Passage for review:
Content starts

Hrvatska! Hrvatska! Hrvatska!
In a basement of the typically quiet Strawberry Hill neighborhood in Kansas City, Kan., those words could be heard echoing repeatedly from over 200 strong over the course of three hours on Saturday afternoon.
Hrvatska means “Croatia” in the native tongue for a Croatian, and a strong band of Croatian soccer fans had gathered in the basement of St. John’s Catholic Club, where through an inauspicious set of doors down a spacious alleyway, a bar and bowling club played host to the hopes and dreams of generations of Croatian fans in the KC area, as their team competes in the 2018 World Cup.
Matej Batinic was only 4 years old the last time Croatia made a World Cup semifinal in 1998. He remembers watching a game in a hospital while visiting his grandfather.
“I remember all of the halls of the hospital were empty,” Batinic said. “So I went to the top level, and everybody was gathered around a TV, watching Croatia — IV’s and all.”
Twenty years later, Batinic was one of many Croats crammed into the St. John’s basement bar and bowling alley to watch Croatia move onto their first World Cup semifinal since 1998. He and many others still exhibit the kind of passion and national pride as those in the hospital did 20 years prior.
He is also one of hundreds of Croatians to have called Strawberry Hill home. Batinic moved to Kansas City from Split, Croatia, when he was 8, to escape the still recovering nation of Croatia after its War of Independence from Yugoslavia in the 1990s.
But he is part of just one of many to have left Eastern Europe and arrived at Strawberry Hill in the past century. The first original waves started in the late 1890s into the early 1900s.

Content ends

Work order 1:
Please rewrite the article on Croatian soccer fans in Kansas City between "Hrvatska! Hrvatska! Hrvatska!" and "2018 World Cup.", inclusive, replacing "basement" with "cellar".
Work order 2:
Write the next part of the article on Croatian soccer fans in Kansas City, starting after its final sentence.

Raw data:

Content starts

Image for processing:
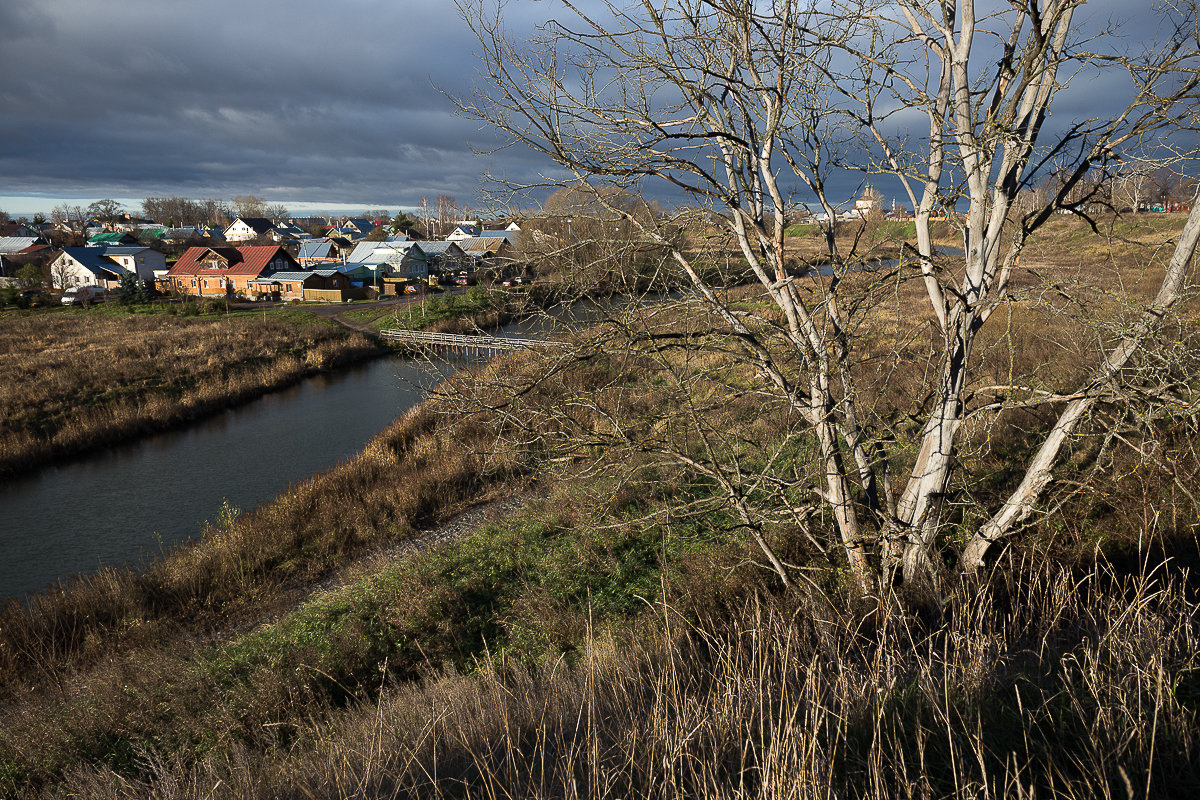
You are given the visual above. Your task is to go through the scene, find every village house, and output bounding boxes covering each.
[224,217,280,242]
[167,245,300,297]
[455,236,515,269]
[342,240,430,288]
[296,241,342,266]
[416,241,472,272]
[50,246,167,289]
[250,270,350,302]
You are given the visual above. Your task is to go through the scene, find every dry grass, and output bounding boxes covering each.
[0,308,379,475]
[51,556,1200,800]
[0,215,1200,800]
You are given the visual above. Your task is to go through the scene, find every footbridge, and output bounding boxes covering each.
[379,330,568,353]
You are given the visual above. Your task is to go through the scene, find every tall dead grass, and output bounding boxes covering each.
[0,312,379,475]
[54,563,1200,800]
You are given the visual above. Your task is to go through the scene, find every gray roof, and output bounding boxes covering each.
[346,240,425,264]
[300,241,334,258]
[0,236,37,253]
[266,270,317,282]
[93,245,150,255]
[416,240,462,255]
[62,247,124,277]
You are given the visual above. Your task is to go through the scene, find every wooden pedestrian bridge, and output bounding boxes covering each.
[379,330,569,353]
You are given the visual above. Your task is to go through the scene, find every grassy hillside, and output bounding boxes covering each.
[0,218,1200,799]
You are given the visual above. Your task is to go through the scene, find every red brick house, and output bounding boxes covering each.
[167,245,300,297]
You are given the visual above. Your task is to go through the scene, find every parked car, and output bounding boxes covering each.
[62,287,104,306]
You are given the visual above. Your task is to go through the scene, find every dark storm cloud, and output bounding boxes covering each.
[0,0,544,206]
[0,0,1190,211]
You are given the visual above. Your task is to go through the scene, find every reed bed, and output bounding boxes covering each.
[46,563,1200,800]
[0,309,380,475]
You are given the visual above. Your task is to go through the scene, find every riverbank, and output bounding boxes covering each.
[0,215,1200,800]
[0,295,518,477]
[0,307,389,475]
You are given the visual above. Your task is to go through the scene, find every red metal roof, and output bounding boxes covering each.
[167,245,296,276]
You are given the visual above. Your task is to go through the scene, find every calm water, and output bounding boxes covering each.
[0,359,463,599]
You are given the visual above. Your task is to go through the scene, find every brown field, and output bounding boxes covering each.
[0,307,380,475]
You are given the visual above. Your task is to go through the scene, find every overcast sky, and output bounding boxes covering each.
[0,0,1180,216]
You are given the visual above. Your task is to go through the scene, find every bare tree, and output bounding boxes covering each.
[458,0,1200,587]
[232,194,268,217]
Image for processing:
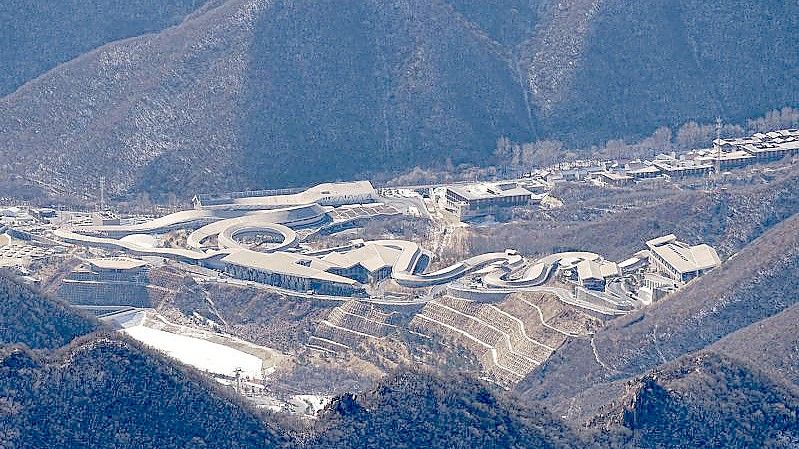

Content ends

Answer 1:
Hrvatska! Hrvatska! Hrvatska!
In a cellar of the typically quiet Strawberry Hill neighborhood in Kansas City, Kan., those words could be heard echoing repeatedly from over 200 strong over the course of three hours on Saturday afternoon.
Hrvatska means “Croatia” in the native tongue for a Croatian, and a strong band of Croatian soccer fans had gathered in the cellar of St. John’s Catholic Club, where through an inauspicious set of doors down a spacious alleyway, a bar and bowling club played host to the hopes and dreams of generations of Croatian fans in the KC area, as their team competes in the 2018 World Cup.

Answer 2:
“My grandparents immigrated in 1903, so it’s been a long time,” said Doreen Draskovich, who grew up in Strawberry Hill.
“They lived across the street, and that was the place where everybody in the neighborhood grew up together,” she continued. “Every Saturday, they would put lamb on a spit, and everybody came, and it was always every weekend, it was a family dinner.”
Hordes of Croatians made the long journey to America for the hope of a new life, like many of those before them. Kansas City was home at the time to a Swift Meat Packing factory, which brought in and gave work to many of the Croatians who arrived in the Midwest.
The small community in the Strawberry Hill neighborhood that has housed Croatians for over a century has a very European feel to it, too. Small streets with cars squeezed on either side are lined by tight, yet neatly kept houses.
Everybody also seems to know everybody else. On Saturday afternoon, there weren’t many people in the streets, because they were inside St. John’s Catholic Club. But inside the tightly cramped bar, there didn’t seem to be a face that was unknown by somebody else.
Even the beer being served in the bar was native to Croatia — a beer called Karlovačko, which translates roughly to 'made in Karlovac.'
“There are people I’ve been around with who I went to 12 years of school with them and we ran around the families that were here,” Draskovich said. “So we’ve known each other for years, and that’s the best part of it. Because even if we don’t see each other regularly, we all come back here at least three or four times a year, for events like this.”
The Catholic Club goes so far back that Draskovich’s father, John Draskovich Jr., was president of the club in 1974.
So when Ivan Rakitić scored the winning penalty for Croatia to win the penalty shootout against Russia on Saturday and advance to the semifinals of the World Cup, you can only imagine the scenes of pure jubilation and noise that came bursting from that basement.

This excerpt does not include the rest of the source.